──────── Record excerpts

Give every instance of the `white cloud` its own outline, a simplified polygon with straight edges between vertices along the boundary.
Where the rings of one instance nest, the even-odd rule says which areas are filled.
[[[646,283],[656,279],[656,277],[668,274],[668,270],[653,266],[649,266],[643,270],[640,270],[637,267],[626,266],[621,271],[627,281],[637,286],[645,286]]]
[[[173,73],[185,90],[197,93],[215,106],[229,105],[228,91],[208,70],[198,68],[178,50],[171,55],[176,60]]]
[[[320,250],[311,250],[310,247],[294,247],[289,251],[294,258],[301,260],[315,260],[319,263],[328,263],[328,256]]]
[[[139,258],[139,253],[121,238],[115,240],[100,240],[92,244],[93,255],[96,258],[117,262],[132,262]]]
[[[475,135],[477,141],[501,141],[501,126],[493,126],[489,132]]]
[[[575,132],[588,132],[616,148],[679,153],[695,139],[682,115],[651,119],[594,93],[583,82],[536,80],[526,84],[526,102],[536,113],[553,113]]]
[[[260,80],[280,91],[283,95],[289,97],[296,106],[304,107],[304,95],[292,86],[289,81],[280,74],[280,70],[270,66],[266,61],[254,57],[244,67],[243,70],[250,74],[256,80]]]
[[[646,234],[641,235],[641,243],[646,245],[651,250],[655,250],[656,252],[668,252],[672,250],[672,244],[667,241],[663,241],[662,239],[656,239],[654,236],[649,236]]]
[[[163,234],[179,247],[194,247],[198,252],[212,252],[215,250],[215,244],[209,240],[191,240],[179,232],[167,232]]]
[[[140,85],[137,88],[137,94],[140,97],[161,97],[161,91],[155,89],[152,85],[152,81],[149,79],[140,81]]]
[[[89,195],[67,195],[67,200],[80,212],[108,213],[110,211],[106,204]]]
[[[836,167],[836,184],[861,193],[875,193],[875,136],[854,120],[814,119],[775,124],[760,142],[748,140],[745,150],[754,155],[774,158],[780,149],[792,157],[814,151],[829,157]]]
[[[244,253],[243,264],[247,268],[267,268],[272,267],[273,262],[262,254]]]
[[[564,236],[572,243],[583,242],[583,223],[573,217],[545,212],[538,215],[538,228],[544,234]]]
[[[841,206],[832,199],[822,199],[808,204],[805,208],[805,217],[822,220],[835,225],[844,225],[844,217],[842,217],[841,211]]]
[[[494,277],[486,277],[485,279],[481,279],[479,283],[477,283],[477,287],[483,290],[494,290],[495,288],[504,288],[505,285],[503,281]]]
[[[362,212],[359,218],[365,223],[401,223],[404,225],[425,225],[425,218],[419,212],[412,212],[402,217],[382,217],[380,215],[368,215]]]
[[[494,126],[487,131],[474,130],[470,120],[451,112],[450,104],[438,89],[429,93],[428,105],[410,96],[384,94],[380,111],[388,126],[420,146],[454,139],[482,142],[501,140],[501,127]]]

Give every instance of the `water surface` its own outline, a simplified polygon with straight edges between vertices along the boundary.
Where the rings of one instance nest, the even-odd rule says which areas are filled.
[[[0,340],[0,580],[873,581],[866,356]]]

────────────────

= What you need to do =
Convert every line of the records above into a Markdown table with the columns "Row" and "Line", numbering the rows in order and omitting blank lines.

= Correct result =
| Row | Line |
|---|---|
| 1 | Give every instance of the `white cloud` its own outline, a simplified polygon with straight edges between vertices along the boundary. |
| 2 | Where the rings of one instance nest, the even-odd rule says which areas are filled. |
| 3 | [[[646,283],[656,279],[656,277],[668,274],[668,270],[653,266],[649,266],[643,270],[640,270],[637,267],[626,266],[621,271],[627,281],[637,286],[645,286]]] |
| 4 | [[[173,73],[185,90],[197,93],[215,106],[229,105],[228,91],[208,70],[198,68],[178,50],[171,55],[176,60]]] |
| 5 | [[[320,250],[311,250],[310,247],[294,247],[289,251],[294,258],[301,260],[315,260],[319,263],[328,263],[328,256]]] |
| 6 | [[[139,258],[139,253],[121,238],[115,240],[100,240],[92,244],[93,255],[96,258],[117,262],[132,262]]] |
| 7 | [[[475,135],[477,141],[501,141],[501,126],[493,126],[489,132]]] |
| 8 | [[[575,132],[588,132],[616,148],[679,153],[695,139],[682,115],[651,119],[594,93],[583,82],[536,80],[526,84],[526,102],[536,113],[553,113]]] |
| 9 | [[[260,80],[280,91],[283,95],[289,97],[296,106],[304,107],[304,95],[292,86],[289,81],[280,74],[280,70],[270,66],[266,61],[254,57],[244,67],[243,70],[250,74],[256,80]]] |
| 10 | [[[646,234],[641,235],[641,243],[646,245],[651,250],[655,250],[656,252],[668,252],[672,250],[672,244],[667,241],[663,241],[662,239],[656,239],[654,236],[649,236]]] |
| 11 | [[[163,234],[179,247],[194,247],[198,252],[212,252],[215,250],[215,244],[209,240],[191,240],[179,232],[167,232]]] |
| 12 | [[[140,85],[137,88],[137,94],[140,97],[161,97],[161,91],[155,89],[152,85],[152,81],[149,79],[140,81]]] |
| 13 | [[[89,195],[67,195],[67,200],[80,212],[108,213],[110,211],[106,204]]] |
| 14 | [[[836,167],[836,184],[861,193],[875,193],[875,136],[854,120],[814,119],[775,124],[760,142],[748,140],[745,150],[754,155],[774,158],[780,149],[792,157],[814,151],[829,157]]] |
| 15 | [[[244,253],[243,264],[247,268],[267,268],[272,267],[273,262],[262,254]]] |
| 16 | [[[564,236],[572,243],[583,242],[583,223],[573,217],[545,212],[538,215],[538,228],[544,234]]] |
| 17 | [[[841,206],[832,199],[822,199],[808,204],[805,208],[805,217],[822,220],[835,225],[844,225],[844,217],[842,217],[841,211]]] |
| 18 | [[[494,277],[486,277],[485,279],[481,279],[479,283],[477,283],[477,287],[483,290],[494,290],[495,288],[504,288],[505,285],[503,281]]] |
| 19 | [[[362,212],[359,218],[365,223],[401,223],[404,225],[425,225],[425,218],[419,212],[412,212],[402,217],[382,217],[380,215],[368,215]]] |
| 20 | [[[494,126],[487,131],[474,130],[470,120],[451,112],[450,104],[438,89],[429,93],[428,105],[410,96],[384,94],[380,111],[388,126],[420,146],[454,139],[482,142],[501,140],[501,127]]] |
| 21 | Give every instance of the `water surface` its own outline, a simplified polygon with straight edges between vertices along the boundary. |
| 22 | Where the rings of one instance nest, the even-odd rule says which areas are filled. |
| 23 | [[[0,340],[0,580],[873,581],[866,356]]] |